Written exercise 1: For the Official Journal text below, say whether each statement agrees with it: (a) the European Commission decided on 23 March 2011 to consult the European Economic and Social Committee; (b) the Committee adopted the opinion unanimously; (c) the Committee Bureau gave the preparatory work to the Section for Transport, Energy, Infrastructure and the Information Society on 3 May 2011. Answer yes or no for each and quote the words of the text that decide it.
Written exercise 2: Reproduce word for word the part of the Official Journal text below starting with "COM(2011) 146 final." and going on through "with 16 abstentions.".

25.8.2011   

EN

Official Journal of the European Union

C 248/149


Opinion of the European Economic and Social Committee on the ‘Communication from the Commission to the European Parliament, the Council, the European Economic and Social Committee and the Committee of the Regions — Reform of the EU State aid Rules on Services of General Economic Interest’

COM(2011) 146 final

2011/C 248/26

Rapporteur-General: Mr Raymond HENCKS

On 23 March 2011 the European Commission decided to consult the European Economic and Social Committee, under Article 304 of the Treaty on the Functioning of the European Union, on the

Communication from the Commission to the European Parliament, the Council, the European Economic and Social Committee and the Committee of the Regions – Reform of the EU State Aid Rules on Services of General Economic Interest

COM(2011) 146 final.

On 3 May 2011 the Committee Bureau instructed the Section for Transport, Energy, Infrastructure and the Information Society to prepare the Committee's work on the subject.

Given the urgent nature of the work (Rule 59 of the Rules of Procedure), the European Economic and Social Committee appointed Mr HENCKS as rapporteur-general at its 472nd plenary session, held on 15 and 16 June 2011 (meeting of 15 June), and adopted the following opinion by 136 votes to 6, with 16 abstentions.

Dataset content:
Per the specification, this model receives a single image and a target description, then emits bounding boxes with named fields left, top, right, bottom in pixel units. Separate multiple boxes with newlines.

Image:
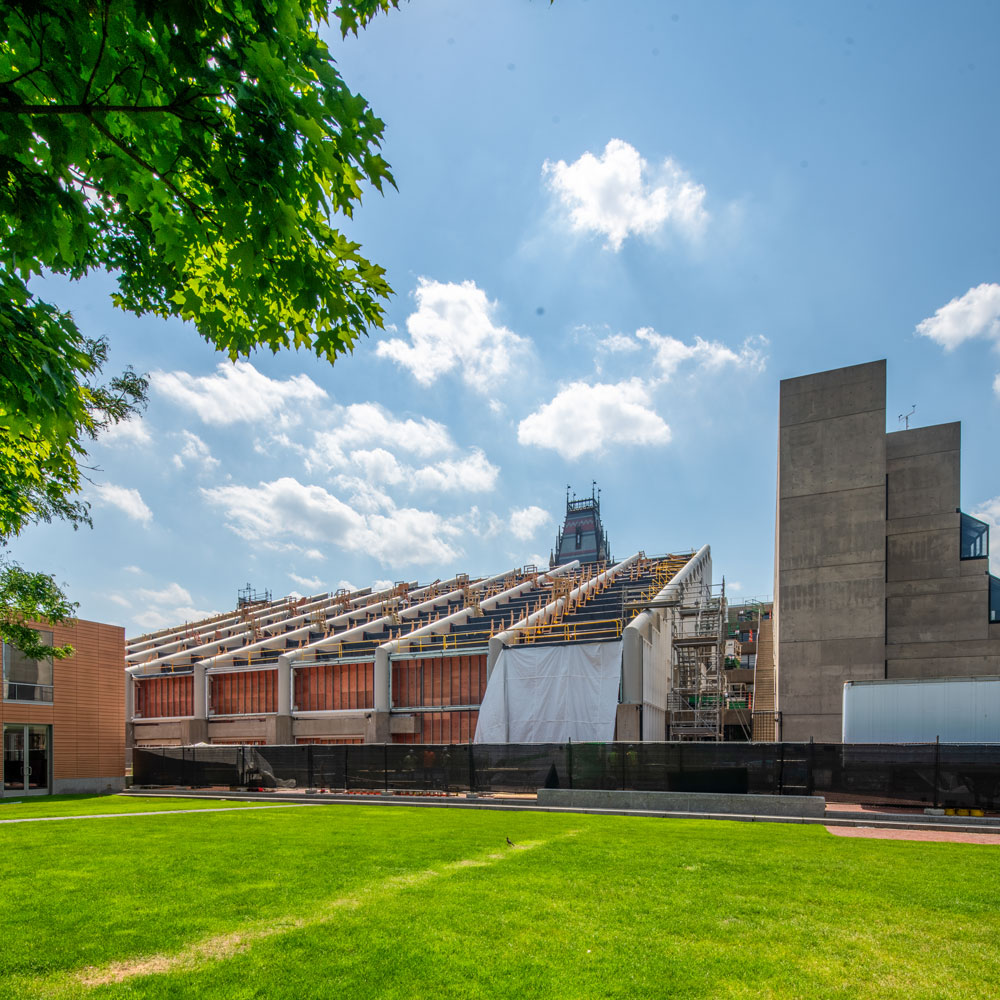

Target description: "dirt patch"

left=826, top=826, right=1000, bottom=846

Correct result 1:
(a) Yes: "On 23 March 2011 the European Commission decided to consult the European Economic and Social Committee"
(b) No: "adopted the following opinion by 136 votes to 6, with 16 abstentions"
(c) Yes: "On 3 May 2011 the Committee Bureau instructed the Section for Transport, Energy, Infrastructure and the Information Society to prepare the Committee's work on the subject"

Correct result 2:
COM(2011) 146 final.

On 3 May 2011 the Committee Bureau instructed the Section for Transport, Energy, Infrastructure and the Information Society to prepare the Committee's work on the subject.

Given the urgent nature of the work (Rule 59 of the Rules of Procedure), the European Economic and Social Committee appointed Mr HENCKS as rapporteur-general at its 472nd plenary session, held on 15 and 16 June 2011 (meeting of 15 June), and adopted the following opinion by 136 votes to 6, with 16 abstentions.